═════ DOCUMENT SECTION ═════

Windows Server 2003
1819518 Members
2901 Online
109603 Solutions
New Discussion юеВ

Windows 2003 Clustering

 
Cynthia Phalen
Occasional Contributor

Windows 2003 Clustering

We are seeing an issue when building a cluster where when you install clustering everything looks good, then after a couple reboots you start to see issues.

You can bring node 1 up fine, but when you try to join node 2 to the cluster you get SCSI Bus reset errors on each resource in the cluster, and the cluster service will not start.

After about 5 minutes the SCSI bus resets itself and then you can start the cluster service and the 2nd node starts to run as it should.

We are seeing this issue on both SCSI based and Fibre based clusters.

We have been building clusters for years and this problem has just started to occur.

Has anyone seen this before? Any thoughts?

═════ GIVEN INFORMATION ═════

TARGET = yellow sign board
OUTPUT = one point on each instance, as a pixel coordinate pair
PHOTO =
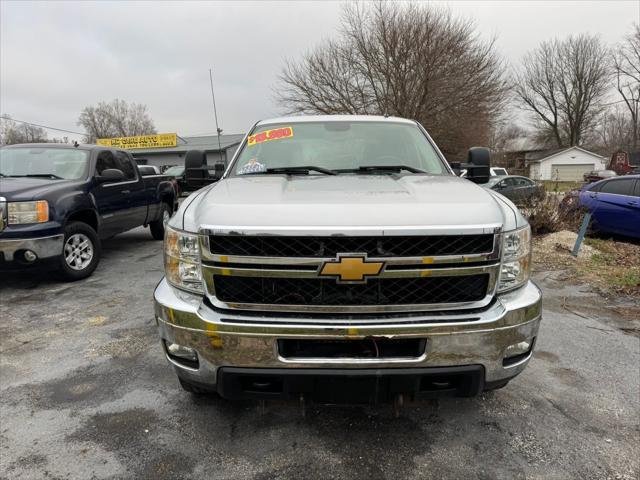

═════

TASK STATEMENT: Continue the forum post above about Windows 2003 clustering, picking up after its final sentence.

EXPECTED ANSWER:
3 REPLIES 3
Patrick Terlisten
Honored Contributor

Re: Windows 2003 Clustering

Hello Cynthia,

can you please post some event IDs and a short overview about your software setup (OS, SP level...).

Regards,
Patrick
Best regards,
Patrick
Kevin Walker_3
Occasional Advisor

Re: Windows 2003 Clustering

have x2 DL360 G4P servers running Windows 2003 SP1 Enterprise Server edition. They each have a single qlogic HBA attached to a EVA3000.

I presented a LUN for the quorum drive and proceeded to install / configure MS Cluster.

Cluster install went fine.

When the primary node comes online, all services start and the server is operational. When the redundant node is powered on, I start to receive error messages in event viewer ( Event ID: 1209, 118, 1034, 7031 ) basically saying that the cluster service is starting before the HBA / LUN is available and since the quorum is not present, the cluster service fails. A few seconds later, the cluster service starts once the quorum comes online and is available.

If you fail the cluster from the primary node to the secondary node, the fail is successful. If you then reboot the primary node, the exact thing happens to it.

Has anyone seen this issue before?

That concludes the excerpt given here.